Repeat the entries below word for word, though any picture in them should be dropped.

======

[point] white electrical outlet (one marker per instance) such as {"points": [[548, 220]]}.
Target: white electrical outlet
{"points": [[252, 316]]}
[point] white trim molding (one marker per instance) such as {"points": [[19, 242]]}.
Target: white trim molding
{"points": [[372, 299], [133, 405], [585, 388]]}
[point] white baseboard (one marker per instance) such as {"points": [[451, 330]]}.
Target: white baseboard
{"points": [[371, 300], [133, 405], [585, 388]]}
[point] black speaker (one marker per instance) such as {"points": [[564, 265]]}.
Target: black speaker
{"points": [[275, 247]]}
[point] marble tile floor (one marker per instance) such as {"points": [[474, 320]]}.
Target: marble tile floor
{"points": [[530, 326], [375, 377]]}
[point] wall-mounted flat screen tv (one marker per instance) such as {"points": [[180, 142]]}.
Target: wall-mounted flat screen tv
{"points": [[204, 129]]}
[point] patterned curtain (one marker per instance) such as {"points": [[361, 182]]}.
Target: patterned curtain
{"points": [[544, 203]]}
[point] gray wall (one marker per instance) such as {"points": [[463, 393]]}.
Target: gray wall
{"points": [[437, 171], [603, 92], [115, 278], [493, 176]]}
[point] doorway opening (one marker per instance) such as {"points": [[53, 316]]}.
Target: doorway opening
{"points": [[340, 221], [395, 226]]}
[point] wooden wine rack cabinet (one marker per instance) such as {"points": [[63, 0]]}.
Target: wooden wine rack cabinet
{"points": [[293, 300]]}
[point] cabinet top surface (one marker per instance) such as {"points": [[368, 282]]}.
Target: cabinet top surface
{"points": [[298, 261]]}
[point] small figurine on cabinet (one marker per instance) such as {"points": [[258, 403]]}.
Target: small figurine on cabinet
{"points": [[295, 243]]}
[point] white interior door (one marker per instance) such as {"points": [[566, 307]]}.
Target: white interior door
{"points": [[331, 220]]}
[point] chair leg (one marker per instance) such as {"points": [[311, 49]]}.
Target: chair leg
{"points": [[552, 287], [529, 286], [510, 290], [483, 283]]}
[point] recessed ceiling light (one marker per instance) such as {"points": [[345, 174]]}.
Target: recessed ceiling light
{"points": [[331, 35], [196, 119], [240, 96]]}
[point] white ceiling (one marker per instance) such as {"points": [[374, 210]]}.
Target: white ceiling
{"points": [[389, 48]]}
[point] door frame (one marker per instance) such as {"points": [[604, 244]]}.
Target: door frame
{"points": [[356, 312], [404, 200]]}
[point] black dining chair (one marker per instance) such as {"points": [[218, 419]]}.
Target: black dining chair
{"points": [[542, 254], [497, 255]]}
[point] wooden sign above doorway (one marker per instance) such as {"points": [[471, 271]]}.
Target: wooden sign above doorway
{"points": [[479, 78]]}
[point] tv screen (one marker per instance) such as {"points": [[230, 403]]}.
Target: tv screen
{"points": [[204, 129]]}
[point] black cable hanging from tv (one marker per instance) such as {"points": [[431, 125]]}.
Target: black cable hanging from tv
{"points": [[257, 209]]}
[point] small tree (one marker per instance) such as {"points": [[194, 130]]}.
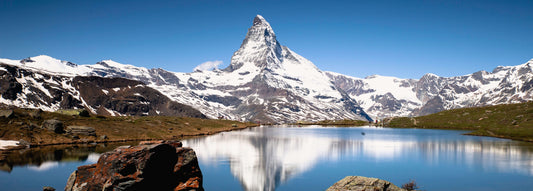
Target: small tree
{"points": [[411, 185]]}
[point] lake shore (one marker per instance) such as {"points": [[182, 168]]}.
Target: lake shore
{"points": [[26, 129]]}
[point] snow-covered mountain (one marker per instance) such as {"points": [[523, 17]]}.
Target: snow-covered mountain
{"points": [[268, 82], [265, 82], [382, 96], [35, 88]]}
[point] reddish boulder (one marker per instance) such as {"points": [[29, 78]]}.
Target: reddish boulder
{"points": [[157, 165]]}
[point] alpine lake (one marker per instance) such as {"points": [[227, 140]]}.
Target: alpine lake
{"points": [[312, 158]]}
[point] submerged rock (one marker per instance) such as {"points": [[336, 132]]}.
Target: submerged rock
{"points": [[7, 113], [81, 130], [149, 166], [53, 125], [360, 183]]}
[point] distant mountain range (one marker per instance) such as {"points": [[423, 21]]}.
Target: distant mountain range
{"points": [[265, 82]]}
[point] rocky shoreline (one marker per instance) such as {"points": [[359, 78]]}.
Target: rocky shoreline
{"points": [[151, 165]]}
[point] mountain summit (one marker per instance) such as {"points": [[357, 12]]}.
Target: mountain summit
{"points": [[264, 82], [260, 46]]}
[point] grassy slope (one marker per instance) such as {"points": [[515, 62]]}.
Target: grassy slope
{"points": [[345, 122], [115, 128], [513, 121]]}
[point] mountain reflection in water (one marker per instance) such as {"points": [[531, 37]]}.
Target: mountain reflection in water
{"points": [[263, 157]]}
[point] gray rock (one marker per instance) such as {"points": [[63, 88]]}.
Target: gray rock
{"points": [[48, 188], [360, 183], [53, 125], [7, 113], [24, 143], [81, 130], [103, 137], [35, 114]]}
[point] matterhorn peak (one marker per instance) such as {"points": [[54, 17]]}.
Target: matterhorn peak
{"points": [[260, 21], [259, 47]]}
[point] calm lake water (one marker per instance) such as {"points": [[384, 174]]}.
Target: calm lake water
{"points": [[313, 158]]}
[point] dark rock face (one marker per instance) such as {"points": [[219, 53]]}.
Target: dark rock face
{"points": [[7, 113], [102, 96], [129, 97], [81, 130], [359, 183], [148, 166], [53, 125]]}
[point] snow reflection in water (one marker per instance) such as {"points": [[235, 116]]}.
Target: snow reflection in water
{"points": [[262, 158]]}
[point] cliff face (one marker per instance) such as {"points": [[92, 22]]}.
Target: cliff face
{"points": [[155, 165]]}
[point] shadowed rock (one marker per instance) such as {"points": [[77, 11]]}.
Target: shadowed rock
{"points": [[359, 183], [159, 165], [53, 125], [81, 130]]}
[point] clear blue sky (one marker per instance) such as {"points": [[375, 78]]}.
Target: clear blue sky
{"points": [[359, 38]]}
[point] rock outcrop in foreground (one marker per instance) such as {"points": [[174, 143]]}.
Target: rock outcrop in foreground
{"points": [[359, 183], [153, 165]]}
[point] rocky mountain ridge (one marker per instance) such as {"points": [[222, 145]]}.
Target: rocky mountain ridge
{"points": [[29, 88], [383, 96], [268, 82]]}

======

Answer to this problem:
[point] white electrical outlet (one marker per instance) such as {"points": [[548, 220]]}.
Target: white electrical outlet
{"points": [[252, 316]]}
[point] white trim molding (one marker per instance) such as {"points": [[19, 242]]}.
Target: white trim molding
{"points": [[372, 299], [133, 405], [585, 388]]}
[point] white baseboard (one marker per instance) such as {"points": [[451, 330]]}.
Target: white baseboard
{"points": [[371, 300], [133, 405], [585, 388]]}
[point] black speaker (one marker per instance) such as {"points": [[564, 265]]}.
Target: black speaker
{"points": [[275, 247]]}
[point] marble tile floor (one marker per instance) such as {"points": [[474, 320]]}.
Target: marble tile floor
{"points": [[530, 326], [375, 377]]}
[point] wall-mounted flat screen tv (one marker per instance) such as {"points": [[180, 142]]}.
Target: wall-mounted flat screen tv
{"points": [[204, 129]]}
[point] patterned curtain (one marker per instance) such as {"points": [[361, 182]]}.
Target: patterned curtain
{"points": [[544, 203]]}
[point] gray wall (one marker per instance) such as {"points": [[463, 393]]}.
Target: gray wall
{"points": [[437, 171], [603, 92], [115, 278], [493, 176]]}
[point] doorway opening (one marker per instance) such as {"points": [[53, 316]]}.
Target: doorway opening
{"points": [[340, 221], [395, 226]]}
[point] wooden wine rack cabinet (one marker per instance) such as {"points": [[63, 0]]}.
Target: wooden wine rack cabinet
{"points": [[293, 300]]}
[point] cabinet top surface (one marker per instance) such as {"points": [[368, 282]]}.
Target: cabinet top surface
{"points": [[298, 261]]}
[point] small figurine on cabinet (one marker per instance) such as {"points": [[258, 403]]}.
Target: small figurine on cabinet
{"points": [[295, 243]]}
[point] white interior door (one marker per instance) such as {"points": [[566, 307]]}.
Target: white interior door
{"points": [[331, 220]]}
[point] chair leg (one marker per instance) such as {"points": [[311, 49]]}.
Target: chair leg
{"points": [[552, 287], [529, 286], [510, 290], [483, 283]]}
[point] recessed ceiling light (one marker per instance) such as {"points": [[345, 174]]}.
Target: recessed ceiling light
{"points": [[331, 35], [196, 119], [240, 96]]}
[point] white ceiling (one marker per instance) such as {"points": [[374, 210]]}.
Target: white ceiling
{"points": [[389, 48]]}
[point] door frame (one marker per instance) such as {"points": [[604, 244]]}.
Target: door frame
{"points": [[356, 312], [404, 200]]}
[point] black dining chair (one marker per instance) such as {"points": [[218, 419]]}.
Target: black dining chair
{"points": [[542, 254], [497, 255]]}
[point] wooden sign above doorway (one marker per instance) such as {"points": [[471, 271]]}.
Target: wooden sign above doorway
{"points": [[479, 78]]}
[point] tv screen (one marker per instance) such as {"points": [[230, 403]]}.
Target: tv screen
{"points": [[204, 129]]}
[point] black cable hanging from tv (one marker per instance) such as {"points": [[431, 125]]}.
Target: black cable hanging from tv
{"points": [[257, 209]]}
[point] small tree (one marker per instance) such as {"points": [[194, 130]]}.
Target: small tree
{"points": [[411, 185]]}
[point] lake shore (one marker per instance) such as {"points": [[182, 168]]}.
Target: lake shore
{"points": [[26, 129]]}
[point] snow-covered mountain (one marker per instance) such as {"points": [[523, 17]]}.
Target: snow-covered mountain
{"points": [[268, 82], [265, 82], [382, 96], [35, 88]]}
[point] reddish boulder (one marker per instance) such as {"points": [[29, 78]]}.
Target: reddish boulder
{"points": [[157, 165]]}
[point] alpine lake (one marker per instance) such as {"points": [[227, 140]]}.
Target: alpine lake
{"points": [[312, 158]]}
[point] submerged rock (one marker per instance) such as {"points": [[336, 132]]}.
Target: submerged rock
{"points": [[7, 113], [81, 130], [149, 166], [53, 125], [360, 183]]}
[point] distant mountain range (one marker per instance) such as {"points": [[423, 21]]}.
Target: distant mountain range
{"points": [[265, 82]]}
[point] rocky shoreline (one marker per instance) such as {"points": [[359, 78]]}.
Target: rocky shoreline
{"points": [[151, 165]]}
[point] mountain summit (one marker per instance) such as {"points": [[357, 12]]}.
Target: mountain summit
{"points": [[264, 82], [260, 46]]}
[point] grassy slope (one marker per instance) such as {"points": [[515, 62]]}.
Target: grassy slope
{"points": [[345, 122], [115, 128], [513, 121]]}
[point] mountain reflection in water (one marker per instance) such as {"points": [[531, 37]]}.
Target: mountain reflection in water
{"points": [[263, 157]]}
[point] gray rock (one marker per instance) such as {"points": [[63, 88]]}.
Target: gray rock
{"points": [[48, 188], [360, 183], [53, 125], [7, 113], [24, 143], [81, 130], [103, 137], [35, 114]]}
[point] matterhorn peak (one marker per instance) such as {"points": [[54, 17]]}.
Target: matterhorn peak
{"points": [[260, 21], [259, 47]]}
[point] calm lake water (one marker per instance) such as {"points": [[384, 174]]}.
Target: calm lake water
{"points": [[313, 158]]}
[point] dark rock face (one marker per instance) such as {"points": [[219, 53]]}.
Target: dark rock face
{"points": [[7, 113], [102, 96], [129, 97], [81, 130], [359, 183], [148, 166], [53, 125]]}
[point] snow reflection in water (one marker per instance) such as {"points": [[235, 116]]}.
Target: snow reflection in water
{"points": [[262, 158]]}
[point] cliff face (one marker per instance) such as {"points": [[92, 22]]}.
Target: cliff face
{"points": [[155, 165]]}
[point] shadowed rock (one marker per instance) such as {"points": [[77, 11]]}.
Target: shadowed rock
{"points": [[359, 183], [159, 165], [53, 125], [81, 130]]}
[point] clear blue sky (one marker per instance) such as {"points": [[375, 78]]}.
Target: clear blue sky
{"points": [[359, 38]]}
[point] rock outcrop in foreground (one marker per instance) such as {"points": [[174, 143]]}.
Target: rock outcrop in foreground
{"points": [[359, 183], [153, 165]]}
[point] rocky mountain ridge (one marker per instance) such as {"points": [[222, 145]]}.
Target: rocky mountain ridge
{"points": [[29, 88], [383, 96], [268, 82]]}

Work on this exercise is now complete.